**Work item**
A faithful copy without images is required: write out all the records exactly.

Point-per-instance localization data
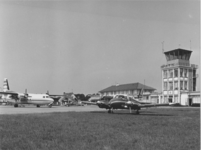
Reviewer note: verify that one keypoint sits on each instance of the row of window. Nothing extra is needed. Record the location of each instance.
(174, 73)
(126, 92)
(169, 85)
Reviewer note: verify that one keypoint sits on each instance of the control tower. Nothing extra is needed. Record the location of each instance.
(178, 75)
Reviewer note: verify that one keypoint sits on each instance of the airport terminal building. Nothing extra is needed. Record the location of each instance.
(179, 78)
(129, 89)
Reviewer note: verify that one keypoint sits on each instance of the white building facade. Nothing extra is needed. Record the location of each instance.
(178, 77)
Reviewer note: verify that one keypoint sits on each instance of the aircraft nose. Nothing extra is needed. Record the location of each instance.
(51, 100)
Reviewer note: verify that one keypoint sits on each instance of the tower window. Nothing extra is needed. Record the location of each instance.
(175, 72)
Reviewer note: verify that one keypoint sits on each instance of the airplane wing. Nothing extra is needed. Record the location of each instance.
(153, 105)
(11, 93)
(87, 102)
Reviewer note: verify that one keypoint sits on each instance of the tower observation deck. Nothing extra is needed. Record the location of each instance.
(178, 75)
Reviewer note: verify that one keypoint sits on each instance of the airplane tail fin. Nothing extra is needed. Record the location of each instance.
(5, 85)
(140, 93)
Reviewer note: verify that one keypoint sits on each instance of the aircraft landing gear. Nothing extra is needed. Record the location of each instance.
(137, 112)
(130, 110)
(110, 111)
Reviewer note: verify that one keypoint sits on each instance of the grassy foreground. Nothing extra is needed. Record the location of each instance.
(153, 129)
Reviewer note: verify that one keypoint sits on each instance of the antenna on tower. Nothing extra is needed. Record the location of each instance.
(163, 46)
(190, 44)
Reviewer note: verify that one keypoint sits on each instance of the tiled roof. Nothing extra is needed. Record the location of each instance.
(124, 87)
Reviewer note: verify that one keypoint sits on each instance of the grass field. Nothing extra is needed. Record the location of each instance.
(153, 129)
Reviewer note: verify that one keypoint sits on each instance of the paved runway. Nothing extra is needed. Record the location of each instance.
(44, 109)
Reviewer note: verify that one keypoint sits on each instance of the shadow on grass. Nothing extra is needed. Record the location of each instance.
(147, 113)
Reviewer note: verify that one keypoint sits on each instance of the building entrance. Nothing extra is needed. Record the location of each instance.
(190, 102)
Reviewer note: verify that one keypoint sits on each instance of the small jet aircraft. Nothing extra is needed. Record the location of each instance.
(24, 98)
(125, 102)
(67, 99)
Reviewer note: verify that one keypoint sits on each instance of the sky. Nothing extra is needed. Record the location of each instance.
(86, 46)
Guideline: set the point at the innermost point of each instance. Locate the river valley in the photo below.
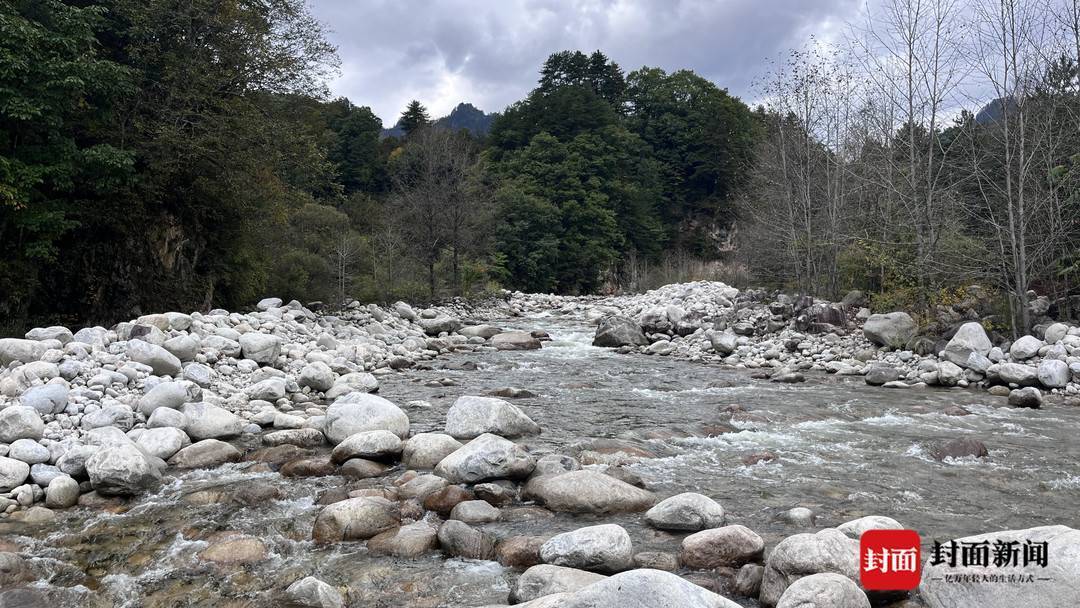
(832, 444)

**Answer section**
Reviewer note: verify that one keypoint sits on each instance of the row of window. Nothing extra is needed. Record the location of each instance.
(174, 73)
(126, 92)
(169, 85)
Reviewer note: verify that one keypoint sits on each instance of the control tower. Nothing extra is needed. Record the location of each instance.
(178, 75)
Reviewer note: verify that one keypoint sits on each instance of the airport terminal building. Nothing extra is needed. Record the location of each instance.
(179, 78)
(129, 89)
Reviewer note: verify that one keypoint sits on each instance of the white building facade. Nothing extra is needed. Record the location of each instance.
(178, 77)
Reviewer note: verify that one keypoint sits on each instance of the aircraft nose. Nothing extra is needed. Record the location of each instance.
(51, 100)
Reviewer note: verify that one keypoint sits on each instance of the tower window. Nothing extra is needed. Record the location of each instance.
(175, 72)
Reviewer note: verify that one keypoint sits on each instance of the airplane wing. Nothing extra is needed. Record the location of each instance.
(153, 105)
(11, 93)
(87, 102)
Reviewer note: verify that one keypoint sits on each instance of the tower observation deck. Nothing extra is needed. Record the location of each instance.
(178, 75)
Reviewer note: verify that one keypoint sits on each instance of the airplane tail fin. Nothing extra is needed. Record the location of each instance.
(5, 85)
(140, 93)
Reviewer note: verify that one keypoint sits on each instance of the aircraft landing gear. Nothing extra is needed. Record the location of each instance.
(137, 112)
(130, 110)
(110, 111)
Reviewer note: verify that one keypoint sits on each instance of the grassy foreground. Nothing extra is needed. Record the location of each instance.
(153, 129)
Reviewer note: verify that one keypoint sits on each instance of the antenna on tower. Nothing extra is needed. Record the location of each instance.
(163, 46)
(190, 44)
Reviewer note: verify that one keypoint sits on each instance of the tiled roof. Nothing extra is needed. Record the location of each instance.
(124, 87)
Reviewer note: verify that one keypoint sits on each instance of the grass field. Nothing extra is needed. Record the location of each instance.
(153, 129)
Reviewer note: verify that one keypoint sits on each instance of the paved runway. Nothing extra is needed. Record the location of each instance.
(44, 109)
Reviewer note: verify that one keypoint sits on each instance of the shadow on grass. Nothing extra is needed. Record the location of each instance.
(147, 113)
Reviewer note: verify that one keypoint sits on each instance of the building entrance. Nothing extra is needed. Record the location of each instance.
(190, 102)
Reviewer note: verify that one keypoint sits on each instance of the small jet aircraft. Nothing extra is needed. Record the location of each instance.
(24, 98)
(125, 102)
(67, 99)
Reviewer note: verify that one keypoint sits on each instance of the sky. Nothing extra is needed. Record the location of each instance.
(86, 46)
Guideline: set the point at the innermost point of each instance. Locate the river valley in the photo below.
(832, 444)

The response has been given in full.